◆ **Source**:
────────────────

OUTLAW CRITIC IS FIRST TO ADMIT, “I ACTUALLY THOUGHT A.I. WAS PRETTY FUCKIN GOOD”
SEATTLE, WA– Online film writer and cult hero Vern admitted earlier today that he thought Steven Spielberg’s artificial intelligence drama A.I. was “pretty fucking good, though.” This makes the ex-con and recovering alcoholic the first person he knows to admit liking the movie since its release two weeks ago.
“A lot of motherfuckers said it was too sentimental,” Vern wrote on his mildly popular film “web sight”. “But it’s about a robot who wants his mommy, what else is it gonna be like, asshole [punctuation his].”
Vern responded to pathetic accusations of studio bribery by saying that he wishes it were true, because then he could afford to buy the new dvd box set of Bruce Willis’s Die Hard trilogy.
a. introduction & apologies
First of all I would like to apologize for being gone for so long. Second of all I would like to apologize for coming back and not reviewing the films of Badass Cinema, but instead some Stevie Spielberg picture about a baby robot. And thirdly I will not apologize just because you motherfuckers are wrong.

────────────────

◆ **Data shown**:

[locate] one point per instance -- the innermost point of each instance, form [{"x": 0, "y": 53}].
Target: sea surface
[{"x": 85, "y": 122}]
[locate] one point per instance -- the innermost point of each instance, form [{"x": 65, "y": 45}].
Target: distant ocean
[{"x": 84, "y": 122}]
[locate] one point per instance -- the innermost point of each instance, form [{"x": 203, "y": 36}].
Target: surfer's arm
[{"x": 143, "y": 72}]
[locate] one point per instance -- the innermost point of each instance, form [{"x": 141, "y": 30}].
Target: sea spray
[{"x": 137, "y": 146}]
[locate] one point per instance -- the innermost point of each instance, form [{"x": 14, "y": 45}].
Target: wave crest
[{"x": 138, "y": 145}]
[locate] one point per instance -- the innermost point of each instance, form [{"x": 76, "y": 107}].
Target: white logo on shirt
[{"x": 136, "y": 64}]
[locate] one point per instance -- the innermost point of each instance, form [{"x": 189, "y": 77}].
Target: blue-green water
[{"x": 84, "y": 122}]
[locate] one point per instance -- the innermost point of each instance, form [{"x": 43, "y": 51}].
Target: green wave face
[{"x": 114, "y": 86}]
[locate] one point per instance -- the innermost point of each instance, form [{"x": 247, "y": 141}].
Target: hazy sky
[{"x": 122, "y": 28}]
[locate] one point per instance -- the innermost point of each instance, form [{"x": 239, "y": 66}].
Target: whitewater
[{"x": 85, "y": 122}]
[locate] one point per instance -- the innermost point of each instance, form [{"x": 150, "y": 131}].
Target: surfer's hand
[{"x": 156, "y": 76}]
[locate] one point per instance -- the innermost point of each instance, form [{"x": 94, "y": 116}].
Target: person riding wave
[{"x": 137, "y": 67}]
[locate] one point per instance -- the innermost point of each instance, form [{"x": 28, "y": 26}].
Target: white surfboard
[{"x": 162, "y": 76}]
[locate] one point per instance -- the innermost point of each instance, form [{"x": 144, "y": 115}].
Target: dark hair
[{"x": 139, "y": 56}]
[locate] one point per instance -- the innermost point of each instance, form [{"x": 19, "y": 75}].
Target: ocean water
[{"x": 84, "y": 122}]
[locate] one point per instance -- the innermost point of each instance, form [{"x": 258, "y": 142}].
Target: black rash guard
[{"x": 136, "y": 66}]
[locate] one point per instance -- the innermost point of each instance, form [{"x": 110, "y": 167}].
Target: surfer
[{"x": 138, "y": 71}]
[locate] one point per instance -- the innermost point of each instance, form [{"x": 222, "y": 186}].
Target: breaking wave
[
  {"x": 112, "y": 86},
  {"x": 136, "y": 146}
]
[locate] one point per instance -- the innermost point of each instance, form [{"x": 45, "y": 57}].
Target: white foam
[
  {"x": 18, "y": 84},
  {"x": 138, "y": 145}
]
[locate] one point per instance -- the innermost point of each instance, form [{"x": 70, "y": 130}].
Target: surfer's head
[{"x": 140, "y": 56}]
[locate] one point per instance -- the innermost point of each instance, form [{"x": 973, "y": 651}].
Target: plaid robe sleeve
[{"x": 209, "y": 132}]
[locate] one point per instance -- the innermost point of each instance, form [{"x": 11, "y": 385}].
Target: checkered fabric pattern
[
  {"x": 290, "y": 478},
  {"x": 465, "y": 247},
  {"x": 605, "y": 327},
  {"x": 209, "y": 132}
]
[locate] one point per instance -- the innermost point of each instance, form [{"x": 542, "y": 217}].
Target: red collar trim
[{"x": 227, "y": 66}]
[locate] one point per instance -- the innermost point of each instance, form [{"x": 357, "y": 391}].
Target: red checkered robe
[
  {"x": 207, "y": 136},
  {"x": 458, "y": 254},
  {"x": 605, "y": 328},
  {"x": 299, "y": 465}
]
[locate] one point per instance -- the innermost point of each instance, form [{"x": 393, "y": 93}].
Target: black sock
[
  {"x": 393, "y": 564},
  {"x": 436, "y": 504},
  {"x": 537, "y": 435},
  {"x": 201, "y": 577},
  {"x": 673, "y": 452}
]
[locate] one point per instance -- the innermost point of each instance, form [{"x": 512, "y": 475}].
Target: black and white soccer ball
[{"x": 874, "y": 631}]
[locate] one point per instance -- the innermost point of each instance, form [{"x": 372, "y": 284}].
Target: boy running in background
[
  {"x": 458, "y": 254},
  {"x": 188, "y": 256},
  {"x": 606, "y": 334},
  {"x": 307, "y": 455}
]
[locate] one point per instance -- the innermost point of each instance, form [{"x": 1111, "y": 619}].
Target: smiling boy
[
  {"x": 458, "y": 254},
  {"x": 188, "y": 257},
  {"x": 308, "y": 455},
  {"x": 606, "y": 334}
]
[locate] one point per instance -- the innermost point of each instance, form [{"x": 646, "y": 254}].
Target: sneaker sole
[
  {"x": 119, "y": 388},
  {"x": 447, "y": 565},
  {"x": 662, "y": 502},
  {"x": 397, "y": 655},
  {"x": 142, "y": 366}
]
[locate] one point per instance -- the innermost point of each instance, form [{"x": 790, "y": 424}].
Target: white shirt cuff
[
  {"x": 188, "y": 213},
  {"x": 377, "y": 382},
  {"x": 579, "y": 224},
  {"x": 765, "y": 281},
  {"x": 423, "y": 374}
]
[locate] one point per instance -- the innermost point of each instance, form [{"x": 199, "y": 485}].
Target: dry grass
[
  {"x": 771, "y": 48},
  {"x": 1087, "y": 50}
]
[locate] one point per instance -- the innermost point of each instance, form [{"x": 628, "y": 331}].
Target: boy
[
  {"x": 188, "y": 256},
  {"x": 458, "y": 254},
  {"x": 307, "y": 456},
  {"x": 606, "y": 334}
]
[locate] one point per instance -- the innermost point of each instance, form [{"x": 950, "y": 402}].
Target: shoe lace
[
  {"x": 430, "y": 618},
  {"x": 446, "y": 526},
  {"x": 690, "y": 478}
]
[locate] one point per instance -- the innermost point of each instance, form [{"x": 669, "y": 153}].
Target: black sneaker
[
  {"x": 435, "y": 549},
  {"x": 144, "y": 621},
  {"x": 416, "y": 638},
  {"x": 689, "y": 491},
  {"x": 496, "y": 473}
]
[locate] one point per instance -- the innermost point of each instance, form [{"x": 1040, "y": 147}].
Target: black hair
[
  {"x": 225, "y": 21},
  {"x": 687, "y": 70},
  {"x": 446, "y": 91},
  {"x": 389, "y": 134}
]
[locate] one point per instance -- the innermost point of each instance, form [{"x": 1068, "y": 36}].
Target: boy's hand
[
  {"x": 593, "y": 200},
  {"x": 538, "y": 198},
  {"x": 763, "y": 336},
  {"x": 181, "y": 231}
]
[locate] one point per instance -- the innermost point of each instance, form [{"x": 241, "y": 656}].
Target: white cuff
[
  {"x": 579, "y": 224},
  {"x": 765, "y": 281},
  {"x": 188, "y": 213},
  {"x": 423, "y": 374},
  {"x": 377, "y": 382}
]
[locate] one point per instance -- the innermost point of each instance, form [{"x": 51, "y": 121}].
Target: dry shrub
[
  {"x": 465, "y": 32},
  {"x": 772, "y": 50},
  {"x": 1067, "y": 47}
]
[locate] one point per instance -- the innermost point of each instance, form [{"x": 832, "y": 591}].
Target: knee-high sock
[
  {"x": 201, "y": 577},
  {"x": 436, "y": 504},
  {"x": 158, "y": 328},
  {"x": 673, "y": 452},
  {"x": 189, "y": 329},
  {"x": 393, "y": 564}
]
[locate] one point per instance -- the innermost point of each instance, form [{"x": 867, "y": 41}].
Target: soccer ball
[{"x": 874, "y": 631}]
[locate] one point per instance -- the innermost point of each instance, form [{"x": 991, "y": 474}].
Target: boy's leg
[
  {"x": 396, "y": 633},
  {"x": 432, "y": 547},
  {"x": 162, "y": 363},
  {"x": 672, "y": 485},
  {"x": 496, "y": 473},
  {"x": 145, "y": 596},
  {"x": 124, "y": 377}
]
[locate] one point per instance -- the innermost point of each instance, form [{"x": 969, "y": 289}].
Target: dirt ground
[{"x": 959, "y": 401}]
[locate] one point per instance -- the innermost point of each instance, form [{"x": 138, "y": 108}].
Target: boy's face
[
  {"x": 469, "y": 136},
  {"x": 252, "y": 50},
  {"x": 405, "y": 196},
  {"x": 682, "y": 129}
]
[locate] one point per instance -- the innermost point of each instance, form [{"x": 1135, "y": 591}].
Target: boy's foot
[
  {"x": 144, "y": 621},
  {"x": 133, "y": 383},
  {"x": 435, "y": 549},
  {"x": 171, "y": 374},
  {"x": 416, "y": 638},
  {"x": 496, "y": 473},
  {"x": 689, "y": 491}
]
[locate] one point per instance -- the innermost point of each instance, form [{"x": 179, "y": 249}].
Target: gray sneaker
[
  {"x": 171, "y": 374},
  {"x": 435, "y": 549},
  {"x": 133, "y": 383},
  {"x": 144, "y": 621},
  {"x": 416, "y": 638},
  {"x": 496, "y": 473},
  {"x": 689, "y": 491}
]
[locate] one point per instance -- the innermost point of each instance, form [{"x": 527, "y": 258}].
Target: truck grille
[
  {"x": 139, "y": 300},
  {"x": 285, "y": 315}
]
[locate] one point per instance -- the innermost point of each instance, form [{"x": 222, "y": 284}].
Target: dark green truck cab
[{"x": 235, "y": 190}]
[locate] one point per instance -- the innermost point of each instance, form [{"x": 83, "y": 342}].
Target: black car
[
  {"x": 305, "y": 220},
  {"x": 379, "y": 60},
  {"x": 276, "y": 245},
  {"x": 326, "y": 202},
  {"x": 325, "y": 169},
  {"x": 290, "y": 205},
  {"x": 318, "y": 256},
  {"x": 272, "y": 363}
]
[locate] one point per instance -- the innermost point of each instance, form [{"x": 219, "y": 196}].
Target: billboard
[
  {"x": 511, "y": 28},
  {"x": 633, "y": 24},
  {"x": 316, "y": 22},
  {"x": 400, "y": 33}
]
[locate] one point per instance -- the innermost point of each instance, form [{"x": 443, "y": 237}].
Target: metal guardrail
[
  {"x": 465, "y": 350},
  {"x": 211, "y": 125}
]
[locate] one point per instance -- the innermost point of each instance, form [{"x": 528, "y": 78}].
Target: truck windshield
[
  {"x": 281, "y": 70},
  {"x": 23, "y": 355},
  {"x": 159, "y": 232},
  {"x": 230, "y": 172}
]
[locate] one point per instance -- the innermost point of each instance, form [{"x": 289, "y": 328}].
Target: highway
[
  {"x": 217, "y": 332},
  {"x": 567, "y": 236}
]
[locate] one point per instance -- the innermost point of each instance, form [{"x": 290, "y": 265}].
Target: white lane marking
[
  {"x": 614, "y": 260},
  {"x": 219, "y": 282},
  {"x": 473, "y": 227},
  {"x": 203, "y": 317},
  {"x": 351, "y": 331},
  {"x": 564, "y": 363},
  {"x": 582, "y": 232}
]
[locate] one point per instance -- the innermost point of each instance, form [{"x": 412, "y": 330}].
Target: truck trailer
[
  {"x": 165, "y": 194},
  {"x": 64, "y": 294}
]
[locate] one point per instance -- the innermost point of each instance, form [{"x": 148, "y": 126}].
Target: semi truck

────────────────

◆ **Problems**:
a - Which people does the article about Vern name?
b - Can you shorten the paragraph of the article about Vern that begins "SEATTLE, WA– Online film writer" into one sentence that keeps its main facts?
c - Write the next part of the article about Vern, picking up after its last sentence.
The listing has no connection to the article about Vern.

◆ **Answer list**:
a - Vern, Steven Spielberg, Bruce Willis

b - In Seattle, Vern, an online film writer, cult hero, ex-con and recovering alcoholic, admitted today that he thought Steven Spielberg's A.I. was "pretty fucking good," which makes him the first person he knows to say he liked the movie since its release two weeks ago.

c -
And fourthly you boys who haven’t seen the movie PLEASE stop reading this now, I don’t want to give anything away. Come on go read some other garbage please thank you.
b. vern goes against the grain on this one
Now don’t get me wrong this is a flawed piece. I’m not saying it’s as good as Kubrick’s pre-humous films. I mean all that nonsense about the rock concert and robo Chris Rock didn’t work and maybe the whole Pinocchio of the future angle coulda been done a little more subtle-like. But the whole section about David living with the family, and the zombie robots cannibalizing the garbage pile, and David’s discovery of the other Davids, and jumping into the water, and ESPECIALLY (I’m on some Galileo shit with this one because NOBODY agrees with me here) the 2000 years later epilogue, now THAT was some good shit as far as little boy robot movies go.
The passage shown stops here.